Kelenteng Hok Tio Bio di Desa Tanjung Karang, Kecamatan Jati, Kabupaten Kudus. |
Oleh:
Edy Supratno, peminat bidang sejarah.
Pada 21 Juli 1947 pasukan Belanda membombardir Kudus melalui udara. Yang menjadi sasaran antara lain pabrik Muria Textil, rumah paseban kabupaten, dan Stasiun Wergu. Di stasiun yang sekarang dimanfaatkan menjadi pasar itu terdapat bekas tembakan senapan mesin. Jauh sebelum peristiwa tersebut, di Kudus pernah terjadi perlawanan terhadap Vereenigde Oostindische Compagnie (VOC) yang juga disebut kompeni.
Sejarah perlawanan terhadap VOC itu terkait erat dengan peristiwa pengepungan orang-orang China terhadap Batavia. Hal ini membuat Gubernur Jenderal Andriaan Valckenier panik dan membantai ribuan orang China dalam kota pada 9-10 Oktober 1740. Kondisi ini memaksa orang-orang China yang lolos dari maut mencari selamat dengan melarikan diri ke Jawa. Antara lain ke Semarang, Juwana, Lasem, Rembang, Kudus, dan sekitarnya dengan menggunakan kapal.

→ Data Mentah
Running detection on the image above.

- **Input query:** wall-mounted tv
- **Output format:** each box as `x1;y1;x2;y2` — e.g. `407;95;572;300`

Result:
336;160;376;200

→ Yang Ditanyakan
Menurut kutipan teks tentang sejarah Kudus, kapan Gubernur Jenderal Andriaan Valckenier membantai ribuan orang China dalam kota? Baris-baris di atas diambil dari sumber lain.

→ Jawaban Latihan
Pada 9-10 Oktober 1740.